▶ _TEKS YANG DIBERIKAN_
┌────────
SIDOARJO (RadarJatim.id) – Hubungan Bupati Sidoarjo, H. Subandi dengan Wakil Bupati (Wabup) Sidoarjo, Hj. Mimik Idayana selalu dipenuhi dengan konflik yang seakan-akan tidak ada ujung pangkalnya.
Awal mulai konflik atau retaknya hubungan orang nomor satu (W1) dengan orang nomor dua (W2) di Kabupaten Sidoarjo itu bermula saat Wabup Sidoarjo, Hj. Mimik Idayana mengeluarkan statemen di beberapa media online bahwa dirinya merasa ditinggal oleh Bupati Subandi dalam setiap pengambilan kebijakan.
Seperti pembuatan Peraturan Bupati (Perbup) Sidoarjo yang mengatur tentang nilai besaran insentif petugas pajak atau Perbup Sidoarjo yang mengatur tentang Pegawai Pemerintah dengan Perjanjian Kerja (P3K) dan beberapa kebijakan lainnya.
Pada awal Juni 2025 lalu, Mimik Idayana yang juga menjabat sebagai Ketua Dewan Pimpinan Cabang (DPC) Partai Gerakan Indonesia Raya (Gerindra) Sidoarjo itu, justru mendukung Dewan Perwakilan Rakyat Daerah (DPRD) Kabupaten Sidoarjo yang menuntut Bupati Subandi untuk meminta maaf atas ucapannya terkait DPR hambur-hamburkan uang.
Lag-lagi pada pertengahan Juni 2025, Mimik Idayana memberikan dukungan penuh atas sikap Fraksi Gerindra DPRD Sidoarjo yang menolak permintaan maaf Bupati Subandi perihal ucapannya soal DPR hambur-hamburkan uang.
Kemudian pada pertengahan Juli 2025, Fraksi Gerindra dan beberapa fraksi lainnya di DPRD Sidoarjo menolak Laporan Keterangan Pertanggungjawaban (LKPj) Bupati Sidoarjo tahun 2024.
Hingga munculnya Koalisi Sidoarjo Maju (KSM) di Kantor Dewan Pimpinan Daerah (DPD) Partai Golkar Sidoarjo yang dihadiri beberapa petinggi partai politik lainnya, yaitu Partai Gerindra, Partai Amanat Nasional (PAN), Partai Nasional Demokrat (NasDem), Partai Keadilan Sejahtera (PKS), Partai Persatuan Pembangunan (PPP) dan Partai Demokrasi Indonesia Perjuangan (PDI-P).
Puncaknya pada acara mutasi jabatan dilingkungan Pemerintah Kabupaten (Pemkab) Sidoarjo tanggal 17 September 2025 kemarin, lagi-lagi W2 merasa tidak dilibatkan dalam proses mutasi para pejabat tersebut.
└────────
▶ _DATA_
┌────────
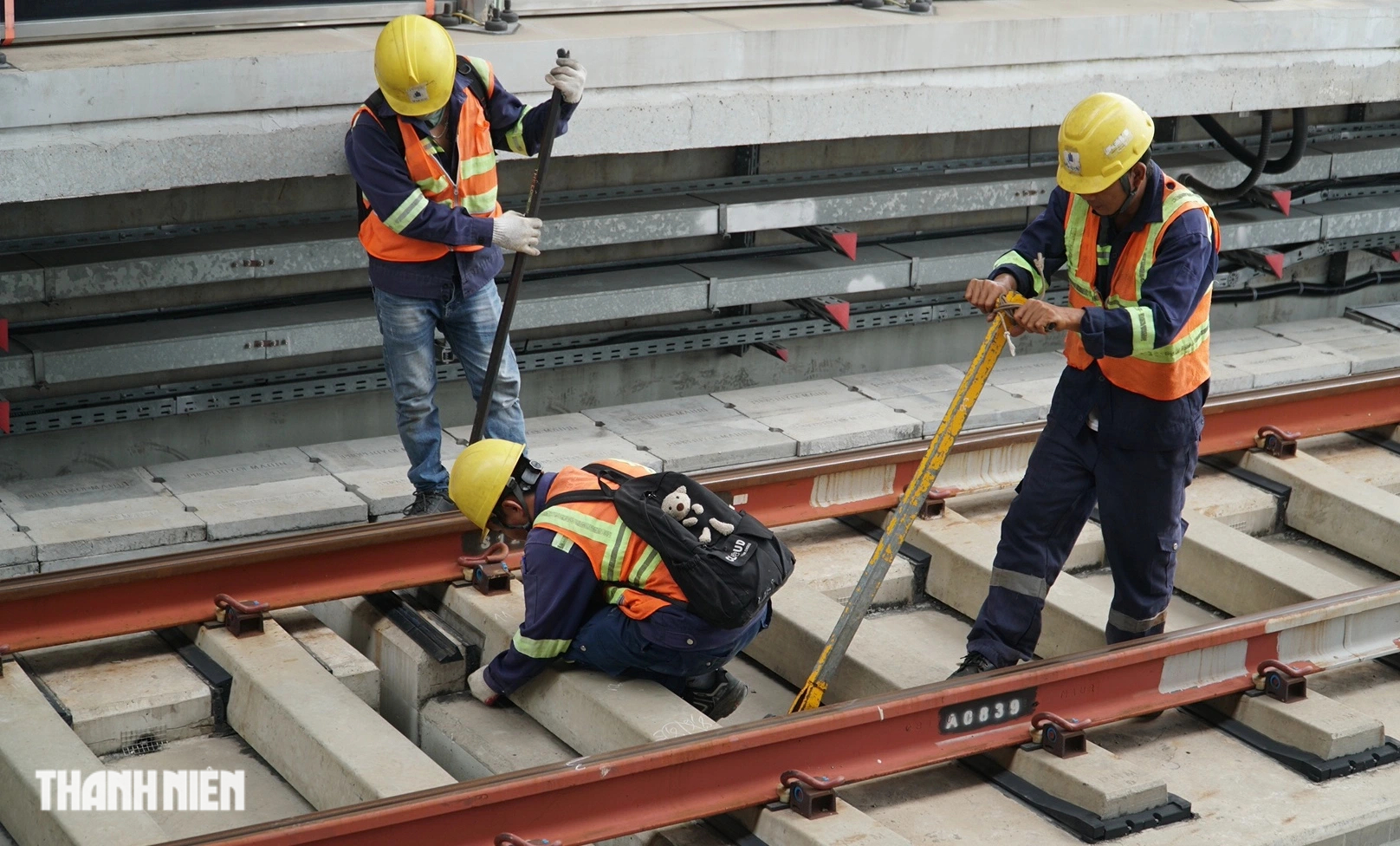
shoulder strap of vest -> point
└────────
▶ _TUJUAN LATIHAN_
Tuliskan kembali secara persis bagian dari teks tentang konflik Bupati dan Wakil Bupati Sidoarjo, mulai dari "Awal mulai konflik" sampai dengan "beberapa kebijakan lainnya.".

▶ _HASIL PENGERJAAN_
Awal mulai konflik atau retaknya hubungan orang nomor satu (W1) dengan orang nomor dua (W2) di Kabupaten Sidoarjo itu bermula saat Wabup Sidoarjo, Hj. Mimik Idayana mengeluarkan statemen di beberapa media online bahwa dirinya merasa ditinggal oleh Bupati Subandi dalam setiap pengambilan kebijakan.
Seperti pembuatan Peraturan Bupati (Perbup) Sidoarjo yang mengatur tentang nilai besaran insentif petugas pajak atau Perbup Sidoarjo yang mengatur tentang Pegawai Pemerintah dengan Perjanjian Kerja (P3K) dan beberapa kebijakan lainnya.